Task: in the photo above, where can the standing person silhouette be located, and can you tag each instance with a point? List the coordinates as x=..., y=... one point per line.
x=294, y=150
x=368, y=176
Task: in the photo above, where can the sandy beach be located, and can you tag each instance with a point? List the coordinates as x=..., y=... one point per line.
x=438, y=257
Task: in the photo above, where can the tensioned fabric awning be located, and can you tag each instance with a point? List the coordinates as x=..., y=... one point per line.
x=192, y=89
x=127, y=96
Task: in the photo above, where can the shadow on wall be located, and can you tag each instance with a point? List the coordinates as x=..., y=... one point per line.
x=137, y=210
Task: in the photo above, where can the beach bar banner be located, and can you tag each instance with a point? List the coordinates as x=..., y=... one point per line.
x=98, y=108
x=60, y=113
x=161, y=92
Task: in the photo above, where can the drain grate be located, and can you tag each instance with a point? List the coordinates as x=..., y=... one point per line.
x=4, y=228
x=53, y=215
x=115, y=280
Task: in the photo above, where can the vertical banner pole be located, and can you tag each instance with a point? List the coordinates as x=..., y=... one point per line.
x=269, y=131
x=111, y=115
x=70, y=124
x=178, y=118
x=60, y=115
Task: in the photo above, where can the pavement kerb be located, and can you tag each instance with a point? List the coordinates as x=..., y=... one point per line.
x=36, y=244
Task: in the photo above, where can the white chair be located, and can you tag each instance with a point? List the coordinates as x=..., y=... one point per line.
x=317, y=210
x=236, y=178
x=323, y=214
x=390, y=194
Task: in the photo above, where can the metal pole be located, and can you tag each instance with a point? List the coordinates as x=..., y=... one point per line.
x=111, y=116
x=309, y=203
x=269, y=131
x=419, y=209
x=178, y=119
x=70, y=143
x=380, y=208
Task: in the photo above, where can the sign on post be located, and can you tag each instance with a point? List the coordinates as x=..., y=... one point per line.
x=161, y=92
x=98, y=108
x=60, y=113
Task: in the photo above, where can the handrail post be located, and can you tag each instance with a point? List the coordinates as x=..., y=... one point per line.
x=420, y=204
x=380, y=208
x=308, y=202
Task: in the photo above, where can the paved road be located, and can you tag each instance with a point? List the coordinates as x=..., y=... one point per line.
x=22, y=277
==
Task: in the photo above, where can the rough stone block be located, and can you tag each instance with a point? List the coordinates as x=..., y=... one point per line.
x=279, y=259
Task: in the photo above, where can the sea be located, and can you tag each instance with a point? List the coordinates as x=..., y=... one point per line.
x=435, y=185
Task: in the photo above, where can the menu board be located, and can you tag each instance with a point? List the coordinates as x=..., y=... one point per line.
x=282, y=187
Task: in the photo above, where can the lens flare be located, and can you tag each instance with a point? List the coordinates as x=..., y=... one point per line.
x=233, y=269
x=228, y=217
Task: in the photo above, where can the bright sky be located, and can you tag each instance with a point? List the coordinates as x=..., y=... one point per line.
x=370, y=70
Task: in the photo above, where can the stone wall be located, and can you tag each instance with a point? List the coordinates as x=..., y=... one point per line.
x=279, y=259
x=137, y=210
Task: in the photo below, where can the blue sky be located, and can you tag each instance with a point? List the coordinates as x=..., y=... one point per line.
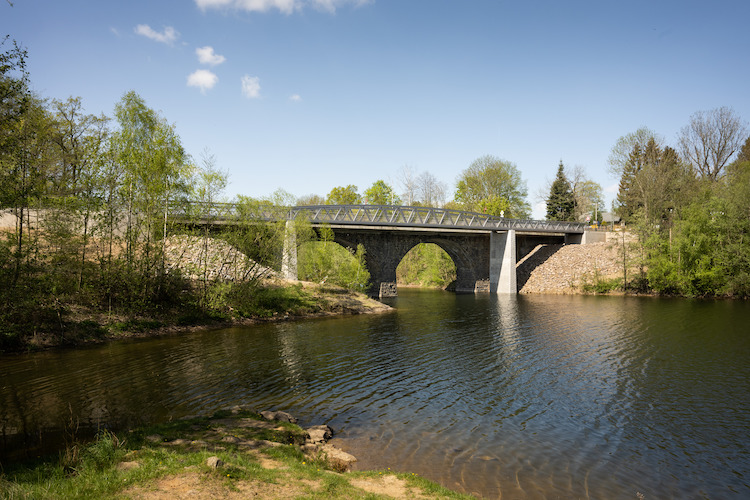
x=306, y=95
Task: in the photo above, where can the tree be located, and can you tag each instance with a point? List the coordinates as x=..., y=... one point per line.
...
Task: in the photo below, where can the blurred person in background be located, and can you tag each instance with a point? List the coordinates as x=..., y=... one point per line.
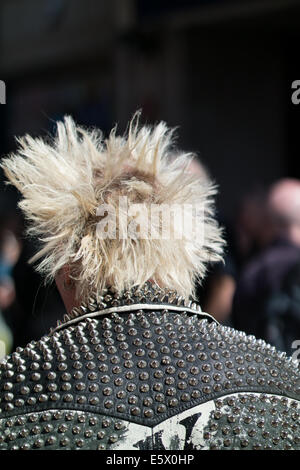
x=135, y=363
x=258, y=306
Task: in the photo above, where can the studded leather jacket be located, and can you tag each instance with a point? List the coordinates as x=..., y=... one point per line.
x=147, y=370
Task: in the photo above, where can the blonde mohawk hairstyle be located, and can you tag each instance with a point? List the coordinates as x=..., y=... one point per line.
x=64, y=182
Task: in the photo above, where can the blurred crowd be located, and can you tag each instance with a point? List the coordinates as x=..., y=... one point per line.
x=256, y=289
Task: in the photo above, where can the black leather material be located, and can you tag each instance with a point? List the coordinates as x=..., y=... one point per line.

* _Work task_:
Retype the portion of the data above that starts on the line with "Task: in the photo above, where can the studded" and finishes on the line with "Task: in the photo above, where can the black", including both of those lines.

* _Solution_:
Task: in the photo above, where can the studded leather jacket be located, and can you tag each instance with a point? List the coordinates as x=..., y=... one point per line.
x=147, y=370
Task: in the photo above, where can the blonde mohawk hairstyle be located, and can you tag each instance with a point? List the coordinates as x=..., y=... one point per line.
x=64, y=182
Task: in the photo above, where can the blurred crowd be located, and can you tag each instance with a point? List the coordinates as x=..., y=... one point per line.
x=256, y=289
Task: in the photo above, where can the black leather material be located, and can you tag each instance with a point? List the coordinates as x=..., y=... one point per line.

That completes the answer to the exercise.